- _Required task 1_
Print, word for word, the part of the book description that begins with the words "But when she" and ends with "confidence and identity.".
* * * * * * *
From the bestselling author of Girl in Translation, a new novel about a young woman torn between her family duties in Chinatown and her escape into the world of ballroom dancing.

Twenty-two-year-old Charlie Wong grew up in New York’s Chinatown, the older daughter of a Beijing ballerina and a noodle maker. Though an ABC (America-born Chinese), Charlie’s entire world has been limited to this small area. Now grown, she lives in the same, tiny apartment with her widower father and her eleven-year-old sister, and works—miserably—as a dishwasher.

But when she lands a job as a receptionist at a ballroom dance studio, Charlie gains access to a world she hardly knew existed, and everything she once took to be certain turns upside down. Slowly, within this new arena, Charlie’s own natural talents begin to emerge, and gradually her perspective, her expectations, and her sense of self all are transformed—something she must hide, at great pains, from her father and his suspicion of all things Western. As Charlie blossoms, though, her sister becomes chronically ill. As Pa insists on treating his ailing child exclusively with Eastern practices to no avail, Charlie is forced to find a way to reconcile her two selves and her two worlds—Eastern and Western, old world and new—to rescue her sister while also keeping her newfound confidence and identity.

Euphoria

“It’s that moment about two months in, when you think you’ve finally got a handle on the place. Everything clicks and it all feels within your grasp…at that moment the place feels entirely yours. It’s the briefest, purest euphoria.”
* * * * * * *
- _Required task 2_
Count how many lines in the entries contain the string "wall", treating uppercase and lowercase as different, and give only that number.

[Data records]
* * * * * * *
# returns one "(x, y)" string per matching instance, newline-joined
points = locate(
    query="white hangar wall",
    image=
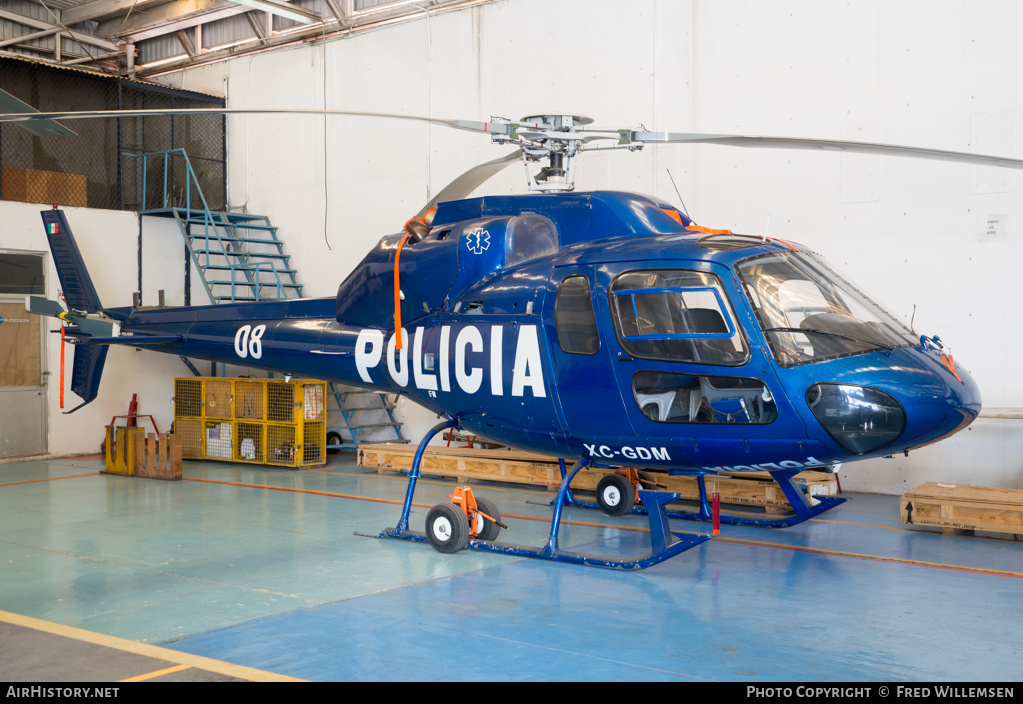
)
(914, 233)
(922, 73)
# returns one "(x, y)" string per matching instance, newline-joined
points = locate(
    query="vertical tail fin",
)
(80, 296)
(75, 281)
* * * * * * *
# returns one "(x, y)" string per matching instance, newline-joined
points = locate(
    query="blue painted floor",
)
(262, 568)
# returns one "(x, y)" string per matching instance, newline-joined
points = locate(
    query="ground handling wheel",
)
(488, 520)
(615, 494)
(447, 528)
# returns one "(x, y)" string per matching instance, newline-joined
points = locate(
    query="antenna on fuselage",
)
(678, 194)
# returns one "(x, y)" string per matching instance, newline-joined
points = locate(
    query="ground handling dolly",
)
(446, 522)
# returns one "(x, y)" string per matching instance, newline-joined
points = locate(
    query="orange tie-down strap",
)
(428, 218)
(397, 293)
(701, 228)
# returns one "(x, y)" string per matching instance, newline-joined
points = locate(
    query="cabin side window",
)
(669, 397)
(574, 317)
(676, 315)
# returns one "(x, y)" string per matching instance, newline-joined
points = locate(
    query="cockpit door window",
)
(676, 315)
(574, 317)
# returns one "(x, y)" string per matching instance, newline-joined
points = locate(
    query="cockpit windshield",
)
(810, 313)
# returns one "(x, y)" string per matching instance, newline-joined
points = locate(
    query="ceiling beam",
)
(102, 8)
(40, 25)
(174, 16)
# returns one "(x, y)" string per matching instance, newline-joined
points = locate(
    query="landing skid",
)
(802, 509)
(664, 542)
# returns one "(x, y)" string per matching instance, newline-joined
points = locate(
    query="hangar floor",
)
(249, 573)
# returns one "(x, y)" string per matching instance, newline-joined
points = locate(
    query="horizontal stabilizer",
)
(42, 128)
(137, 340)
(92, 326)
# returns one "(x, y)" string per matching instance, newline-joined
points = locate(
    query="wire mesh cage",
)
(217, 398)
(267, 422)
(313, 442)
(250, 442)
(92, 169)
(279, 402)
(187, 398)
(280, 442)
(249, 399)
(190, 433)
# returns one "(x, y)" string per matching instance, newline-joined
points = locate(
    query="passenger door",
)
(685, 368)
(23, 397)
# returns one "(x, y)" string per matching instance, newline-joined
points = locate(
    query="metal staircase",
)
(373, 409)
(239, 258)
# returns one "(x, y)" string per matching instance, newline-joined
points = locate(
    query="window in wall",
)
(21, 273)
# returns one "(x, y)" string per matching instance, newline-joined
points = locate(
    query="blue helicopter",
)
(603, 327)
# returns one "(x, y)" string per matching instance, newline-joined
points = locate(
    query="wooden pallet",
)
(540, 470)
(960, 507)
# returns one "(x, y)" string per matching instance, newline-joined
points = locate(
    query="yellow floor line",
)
* * * * * * *
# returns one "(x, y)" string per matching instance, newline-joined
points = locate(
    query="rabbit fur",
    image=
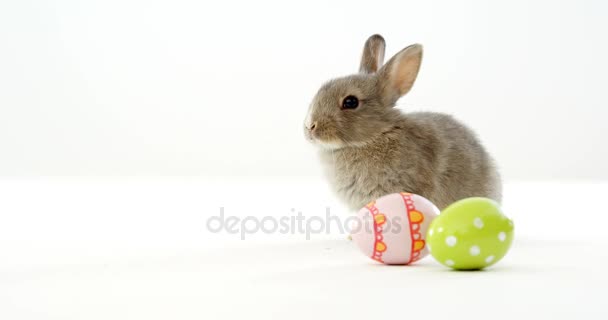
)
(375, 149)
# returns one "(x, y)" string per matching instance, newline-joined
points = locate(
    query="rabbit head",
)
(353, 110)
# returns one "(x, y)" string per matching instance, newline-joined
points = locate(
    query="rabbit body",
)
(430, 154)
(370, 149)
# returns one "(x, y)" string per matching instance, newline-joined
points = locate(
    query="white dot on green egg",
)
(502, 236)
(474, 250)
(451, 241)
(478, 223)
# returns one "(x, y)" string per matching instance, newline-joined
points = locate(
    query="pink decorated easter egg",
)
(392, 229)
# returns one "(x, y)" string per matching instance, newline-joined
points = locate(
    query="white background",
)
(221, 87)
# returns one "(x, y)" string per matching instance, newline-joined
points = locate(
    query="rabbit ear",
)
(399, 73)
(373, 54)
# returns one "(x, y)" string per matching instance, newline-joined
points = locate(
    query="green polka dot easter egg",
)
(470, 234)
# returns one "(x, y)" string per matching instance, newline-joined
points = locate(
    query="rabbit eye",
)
* * * * * * *
- _Correct response 1_
But when she lands a job as a receptionist at a ballroom dance studio, Charlie gains access to a world she hardly knew existed, and everything she once took to be certain turns upside down. Slowly, within this new arena, Charlie’s own natural talents begin to emerge, and gradually her perspective, her expectations, and her sense of self all are transformed—something she must hide, at great pains, from her father and his suspicion of all things Western. As Charlie blossoms, though, her sister becomes chronically ill. As Pa insists on treating his ailing child exclusively with Eastern practices to no avail, Charlie is forced to find a way to reconcile her two selves and her two worlds—Eastern and Western, old world and new—to rescue her sister while also keeping her newfound confidence and identity.

- _Correct response 2_
2